[Opening SUPPLIED MATERIAL section]

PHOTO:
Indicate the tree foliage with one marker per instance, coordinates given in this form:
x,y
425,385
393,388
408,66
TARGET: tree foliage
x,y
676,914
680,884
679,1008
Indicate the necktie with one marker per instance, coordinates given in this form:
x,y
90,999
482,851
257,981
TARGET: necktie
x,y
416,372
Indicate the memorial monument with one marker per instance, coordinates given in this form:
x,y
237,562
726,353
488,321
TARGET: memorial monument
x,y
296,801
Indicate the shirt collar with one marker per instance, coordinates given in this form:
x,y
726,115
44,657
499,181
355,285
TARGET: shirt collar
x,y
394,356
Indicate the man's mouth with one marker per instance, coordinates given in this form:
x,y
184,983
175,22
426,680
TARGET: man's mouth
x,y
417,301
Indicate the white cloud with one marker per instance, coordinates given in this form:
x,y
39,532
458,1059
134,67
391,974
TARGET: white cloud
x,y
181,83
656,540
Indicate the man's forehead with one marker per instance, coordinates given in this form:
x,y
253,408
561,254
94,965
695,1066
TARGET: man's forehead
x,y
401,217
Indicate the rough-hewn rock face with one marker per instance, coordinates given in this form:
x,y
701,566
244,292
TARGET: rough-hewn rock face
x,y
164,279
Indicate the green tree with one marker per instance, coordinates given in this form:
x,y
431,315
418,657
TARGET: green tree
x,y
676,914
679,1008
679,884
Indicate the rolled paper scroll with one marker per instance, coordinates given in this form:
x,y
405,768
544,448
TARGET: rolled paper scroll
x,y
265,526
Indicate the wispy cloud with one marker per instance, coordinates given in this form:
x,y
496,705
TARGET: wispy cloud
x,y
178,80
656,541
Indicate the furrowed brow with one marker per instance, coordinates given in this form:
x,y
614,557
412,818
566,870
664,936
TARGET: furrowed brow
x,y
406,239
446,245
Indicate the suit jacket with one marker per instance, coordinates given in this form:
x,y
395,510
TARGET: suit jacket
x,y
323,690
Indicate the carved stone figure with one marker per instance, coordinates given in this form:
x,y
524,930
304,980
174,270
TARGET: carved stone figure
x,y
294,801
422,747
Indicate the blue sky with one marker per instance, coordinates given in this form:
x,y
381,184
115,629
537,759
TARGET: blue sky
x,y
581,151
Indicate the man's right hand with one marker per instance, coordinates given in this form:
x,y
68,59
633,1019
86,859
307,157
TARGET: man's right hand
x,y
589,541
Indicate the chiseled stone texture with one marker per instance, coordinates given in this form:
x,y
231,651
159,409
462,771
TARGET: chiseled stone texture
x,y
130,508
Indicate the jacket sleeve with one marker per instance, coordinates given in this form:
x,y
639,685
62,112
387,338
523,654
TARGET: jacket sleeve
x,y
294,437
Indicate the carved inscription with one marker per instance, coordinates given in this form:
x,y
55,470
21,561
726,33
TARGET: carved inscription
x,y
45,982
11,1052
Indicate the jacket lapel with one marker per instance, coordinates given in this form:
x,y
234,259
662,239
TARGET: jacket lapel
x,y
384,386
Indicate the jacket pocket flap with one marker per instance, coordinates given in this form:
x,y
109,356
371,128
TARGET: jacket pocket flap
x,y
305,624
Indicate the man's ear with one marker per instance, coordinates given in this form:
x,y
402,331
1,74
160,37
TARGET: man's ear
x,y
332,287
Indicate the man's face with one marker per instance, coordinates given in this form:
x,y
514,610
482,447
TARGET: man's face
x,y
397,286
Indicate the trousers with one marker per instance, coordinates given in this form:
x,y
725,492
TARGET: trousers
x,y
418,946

[Closing SUPPLIED MATERIAL section]

Give back the data above word for word.

• ANSWER SECTION:
PHOTO:
Indicate the tree foliage with one marker per instance, coordinates given in this form:
x,y
425,385
393,388
408,66
TARGET: tree foliage
x,y
676,914
680,884
679,1008
Indicate the necktie with one marker per instance, coordinates given in this form:
x,y
90,999
482,851
257,981
TARGET: necktie
x,y
416,372
Indicate the memorial monument with one marker per instance, coordinates given in this form:
x,y
237,562
726,353
488,321
TARGET: memorial monument
x,y
296,801
Indicate the shirt collar with one marker per instance, coordinates given in this form:
x,y
726,115
44,657
499,181
355,285
TARGET: shirt collar
x,y
394,356
Indicate the man's mouth with one marker per instance, coordinates given in this form:
x,y
184,983
175,22
426,680
TARGET: man's mouth
x,y
417,301
Indicate the white cloud with one marker per instance, coordinates given in this form:
x,y
39,532
458,1059
134,67
391,974
TARGET: white cloud
x,y
181,83
656,540
Indicate the man's forehead with one marker per instance, coordinates given in this form:
x,y
253,408
561,254
94,965
695,1066
TARGET: man's forehead
x,y
401,217
Indicate the rough-hewn rock face with one marker per instance, coordinates given in this form:
x,y
701,566
244,292
TARGET: rough-hewn rock face
x,y
164,279
Indicate the green tree with one marker per instance, coordinates given in this form:
x,y
431,315
418,657
TARGET: green tree
x,y
676,914
679,1008
679,884
Indicate the rolled paper scroll with one marker per instance, coordinates given in this form:
x,y
405,768
544,448
TARGET: rolled paper scroll
x,y
265,526
Indicate the wispy cloud with one marker per instance, coordinates given in this form:
x,y
496,705
TARGET: wispy cloud
x,y
178,80
656,541
Indicate the furrowed brow with one marker per instance, coordinates given in this form:
x,y
614,557
412,818
566,870
664,936
TARGET: furrowed brow
x,y
406,239
446,245
Indicate the suit jacket with one marker per instance, coordinates given in this form:
x,y
395,510
TARGET: suit jacket
x,y
323,690
Indicate the carved stone figure with one marker per instance, coordinates given in this form:
x,y
524,930
304,980
174,270
TARGET: carved stone figure
x,y
294,801
422,747
Indicate the blue sky with one marker per instance, coordinates given in this form:
x,y
381,184
115,629
537,759
TARGET: blue sky
x,y
581,151
Indicate the man's right hand with one marker per instance, coordinates given in this form:
x,y
68,59
633,1019
86,859
307,157
TARGET: man's right hand
x,y
589,541
Indicate the chiseled stone texture with one marker per instance, coordinates given in this form:
x,y
231,651
159,409
462,771
TARGET: chiseled stone texture
x,y
130,508
Indicate the jacket sleeve with one marker per instance, coordinates given in this form:
x,y
639,685
62,112
387,338
523,654
TARGET: jacket sleeve
x,y
294,437
Indicate the carved inscription with one marker per instance, coordinates given in this form:
x,y
55,470
21,561
726,33
TARGET: carved inscription
x,y
45,982
11,1052
Indicate the jacket lapel with one marker per instance, coordinates given in this form:
x,y
234,259
662,239
TARGET: jacket lapel
x,y
384,386
Indicate the jacket pocket flap with one marker per instance, coordinates given in this form:
x,y
109,356
371,128
TARGET: jacket pocket flap
x,y
305,624
Indicate the man's ear with one marker per instance, coordinates given in this form:
x,y
402,331
1,74
160,37
TARGET: man's ear
x,y
332,287
Indicate the man's face with one marker per instance, coordinates given in this form:
x,y
514,610
482,447
TARGET: man's face
x,y
397,286
Indicate the trousers with one marker per instance, coordinates given in this form:
x,y
725,492
TARGET: trousers
x,y
418,946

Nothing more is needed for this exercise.